- [ABOUT THIS EXERCISE] Would you please retype the records that follow, word for word?

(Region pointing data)
• • • •
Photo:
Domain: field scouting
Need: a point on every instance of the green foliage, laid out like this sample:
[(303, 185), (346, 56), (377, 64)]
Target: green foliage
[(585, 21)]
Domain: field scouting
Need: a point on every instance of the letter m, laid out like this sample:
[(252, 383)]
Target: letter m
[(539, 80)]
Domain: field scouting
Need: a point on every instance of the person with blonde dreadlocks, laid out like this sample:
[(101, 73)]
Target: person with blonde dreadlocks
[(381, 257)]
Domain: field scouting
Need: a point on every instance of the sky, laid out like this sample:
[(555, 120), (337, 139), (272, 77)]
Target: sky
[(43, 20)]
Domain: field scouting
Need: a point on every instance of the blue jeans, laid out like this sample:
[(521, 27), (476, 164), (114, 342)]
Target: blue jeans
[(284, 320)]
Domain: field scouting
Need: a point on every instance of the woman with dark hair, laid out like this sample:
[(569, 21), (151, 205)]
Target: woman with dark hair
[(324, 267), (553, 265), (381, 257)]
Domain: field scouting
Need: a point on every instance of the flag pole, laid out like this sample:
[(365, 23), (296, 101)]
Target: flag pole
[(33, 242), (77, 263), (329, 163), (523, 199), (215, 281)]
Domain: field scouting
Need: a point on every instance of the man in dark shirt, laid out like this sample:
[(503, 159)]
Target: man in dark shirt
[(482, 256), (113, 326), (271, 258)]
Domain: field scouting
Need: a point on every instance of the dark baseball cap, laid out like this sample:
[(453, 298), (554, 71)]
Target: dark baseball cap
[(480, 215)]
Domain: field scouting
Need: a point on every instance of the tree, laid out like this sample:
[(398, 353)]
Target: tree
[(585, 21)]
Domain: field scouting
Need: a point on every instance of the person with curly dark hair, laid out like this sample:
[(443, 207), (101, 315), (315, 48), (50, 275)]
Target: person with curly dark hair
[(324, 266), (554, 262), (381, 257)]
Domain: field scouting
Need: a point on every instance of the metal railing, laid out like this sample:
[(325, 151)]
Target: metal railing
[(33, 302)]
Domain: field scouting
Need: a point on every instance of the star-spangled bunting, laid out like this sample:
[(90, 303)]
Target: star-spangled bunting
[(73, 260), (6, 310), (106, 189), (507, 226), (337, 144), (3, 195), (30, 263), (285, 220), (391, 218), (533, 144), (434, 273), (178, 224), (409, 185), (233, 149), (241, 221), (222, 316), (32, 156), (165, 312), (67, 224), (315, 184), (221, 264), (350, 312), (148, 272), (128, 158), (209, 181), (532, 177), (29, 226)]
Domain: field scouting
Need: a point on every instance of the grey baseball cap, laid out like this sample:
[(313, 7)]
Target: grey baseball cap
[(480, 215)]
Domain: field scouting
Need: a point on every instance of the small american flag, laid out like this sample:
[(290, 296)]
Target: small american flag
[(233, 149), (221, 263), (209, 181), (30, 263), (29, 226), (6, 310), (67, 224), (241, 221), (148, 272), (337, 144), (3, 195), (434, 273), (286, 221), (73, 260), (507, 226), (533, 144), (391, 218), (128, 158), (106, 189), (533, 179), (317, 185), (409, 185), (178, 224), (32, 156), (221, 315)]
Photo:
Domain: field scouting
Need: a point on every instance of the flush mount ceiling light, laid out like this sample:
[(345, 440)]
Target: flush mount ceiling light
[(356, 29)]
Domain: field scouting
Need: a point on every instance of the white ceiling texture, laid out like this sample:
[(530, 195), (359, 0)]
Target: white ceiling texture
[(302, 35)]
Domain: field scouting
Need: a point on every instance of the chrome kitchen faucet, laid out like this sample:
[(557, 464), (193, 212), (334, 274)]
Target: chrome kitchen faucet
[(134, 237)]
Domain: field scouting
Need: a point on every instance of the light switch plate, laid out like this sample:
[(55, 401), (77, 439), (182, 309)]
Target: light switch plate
• • • •
- [RESPONSE TO THIS TASK]
Photo:
Domain: field scouting
Need: a point on every instance of the green foliage, laid out like this sample:
[(303, 185), (346, 56), (377, 64)]
Target: green foliage
[(585, 21)]
Domain: field scouting
Need: a point on every instance of the letter m, laid out like this sample:
[(252, 383)]
Target: letter m
[(539, 80)]
Domain: field scouting
Need: a point on every instance of the person with blonde dreadlocks, laid out like this sample:
[(101, 73)]
Target: person with blonde dreadlocks
[(381, 257)]
Domain: field scouting
Need: a point on every instance of the sky, laid out like this sample:
[(555, 120), (337, 139), (272, 77)]
Target: sky
[(43, 20)]
Domain: field scouting
Need: a point on every instance of the blue jeans, laid out like this sample:
[(521, 27), (476, 164), (114, 342)]
Target: blue jeans
[(284, 320)]
Domain: field scouting
Need: a point on every instance of the woman with dark hair, laid out like this sample:
[(569, 21), (151, 205)]
Target: woman with dark hair
[(324, 267), (553, 265), (381, 257)]
Domain: field scouting
Need: a point on every instance of the flag pole, laid out like this sample:
[(365, 23), (296, 101)]
Target: flag pole
[(33, 242), (77, 263), (329, 163), (523, 199), (215, 281)]
Domain: field scouting
Need: a point on every instance of the man in dark shirt, laid out like this sample:
[(503, 159)]
Target: man in dark shirt
[(482, 256), (113, 326), (271, 258)]
Domain: field scouting
Need: a point on every instance of the dark baseball cap, laid out like this sample:
[(453, 298), (554, 71)]
Target: dark baseball cap
[(480, 215)]
Domain: field scouting
Need: a point on every instance of the tree, laid out like this sample:
[(398, 353)]
Target: tree
[(585, 21)]
Domain: field scouting
Need: a point on every instance of the person with curly dark hair, laid out like this sample:
[(443, 207), (101, 315), (315, 48), (50, 275)]
Target: person with curly dark hair
[(324, 266), (554, 262), (381, 257)]
Domain: field scouting
Need: a point on every instance of the metal railing, laid out like this sample:
[(325, 151)]
Target: metal railing
[(33, 302)]
Domain: field scouting
Need: a point on every instance of the star-spangled bunting, laid out like this sample:
[(90, 303)]
Target: star-spangled bunting
[(73, 260), (6, 310), (106, 189), (507, 226), (337, 144), (3, 195), (30, 263), (285, 220), (391, 218), (533, 144), (434, 273), (178, 224), (409, 185), (233, 149), (241, 221), (222, 316), (32, 156), (165, 312), (67, 224), (315, 184), (221, 264), (350, 312), (148, 272), (128, 158), (209, 181), (532, 177), (29, 226)]
Domain: field scouting
Need: a point on every instance of the grey baseball cap, laid out like this sample:
[(313, 7)]
Target: grey baseball cap
[(480, 215)]
Domain: field scouting
Need: a point on every instance of the small american flag, laid out like this sample:
[(290, 296)]
Target: small american flag
[(233, 149), (221, 263), (209, 181), (30, 263), (29, 226), (6, 310), (67, 224), (241, 221), (148, 272), (337, 144), (3, 195), (434, 273), (286, 221), (73, 260), (507, 226), (533, 144), (391, 218), (128, 158), (106, 189), (533, 179), (317, 185), (409, 185), (178, 224), (32, 156), (221, 315)]
Photo:
Domain: field scouting
Need: a point on every instance of the flush mount ceiling light, laid out like this sample:
[(345, 440)]
Target: flush mount ceiling light
[(356, 29)]
Domain: field scouting
Need: a point on every instance of the white ceiling texture, laid out like this sample:
[(530, 195), (359, 0)]
Target: white ceiling texture
[(302, 35)]
Domain: field scouting
Need: a point on every instance of the chrome kitchen faucet, laid out like this sample:
[(557, 464), (193, 212), (334, 274)]
Target: chrome kitchen faucet
[(134, 237)]
Domain: field scouting
Need: a point on every instance of the light switch plate, laid out like this sample:
[(55, 401), (77, 439), (182, 309)]
Target: light switch plate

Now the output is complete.